(Records from a data collection)

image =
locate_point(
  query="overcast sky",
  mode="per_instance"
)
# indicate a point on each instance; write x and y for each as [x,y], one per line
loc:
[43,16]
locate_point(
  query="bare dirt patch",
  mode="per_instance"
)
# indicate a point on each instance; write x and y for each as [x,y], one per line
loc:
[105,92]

---

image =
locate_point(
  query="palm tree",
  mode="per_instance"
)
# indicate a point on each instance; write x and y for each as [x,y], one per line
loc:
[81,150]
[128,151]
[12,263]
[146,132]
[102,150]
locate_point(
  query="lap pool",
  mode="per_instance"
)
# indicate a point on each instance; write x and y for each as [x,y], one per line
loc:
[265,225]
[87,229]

...

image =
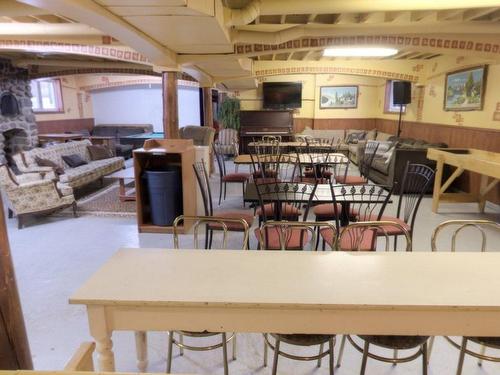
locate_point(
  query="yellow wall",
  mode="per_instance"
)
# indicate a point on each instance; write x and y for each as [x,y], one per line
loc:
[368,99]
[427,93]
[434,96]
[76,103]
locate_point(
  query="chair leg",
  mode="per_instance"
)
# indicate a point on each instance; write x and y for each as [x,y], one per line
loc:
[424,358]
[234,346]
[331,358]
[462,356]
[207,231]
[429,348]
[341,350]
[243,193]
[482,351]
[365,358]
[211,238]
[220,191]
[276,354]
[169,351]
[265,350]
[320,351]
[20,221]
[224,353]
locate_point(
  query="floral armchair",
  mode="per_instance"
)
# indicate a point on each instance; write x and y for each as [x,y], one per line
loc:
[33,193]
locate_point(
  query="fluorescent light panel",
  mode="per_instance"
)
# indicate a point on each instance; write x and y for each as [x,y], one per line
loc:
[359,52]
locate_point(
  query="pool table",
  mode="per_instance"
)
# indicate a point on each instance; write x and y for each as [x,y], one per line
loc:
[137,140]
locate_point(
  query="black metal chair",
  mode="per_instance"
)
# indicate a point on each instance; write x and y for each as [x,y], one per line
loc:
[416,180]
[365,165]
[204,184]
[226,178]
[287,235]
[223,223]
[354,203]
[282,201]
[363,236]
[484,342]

■ **EXERCISE INSTRUCTIONS**: Filter the records above and copy out every line that contains the word "query".

■ **THE OUTPUT**:
  query="overcast sky",
  query="bare dirt patch",
  query="palm tree",
  query="lap pool",
  query="yellow wall",
  query="chair leg",
  query="floral armchair",
  query="fluorescent light panel",
  query="pool table",
  query="black metal chair",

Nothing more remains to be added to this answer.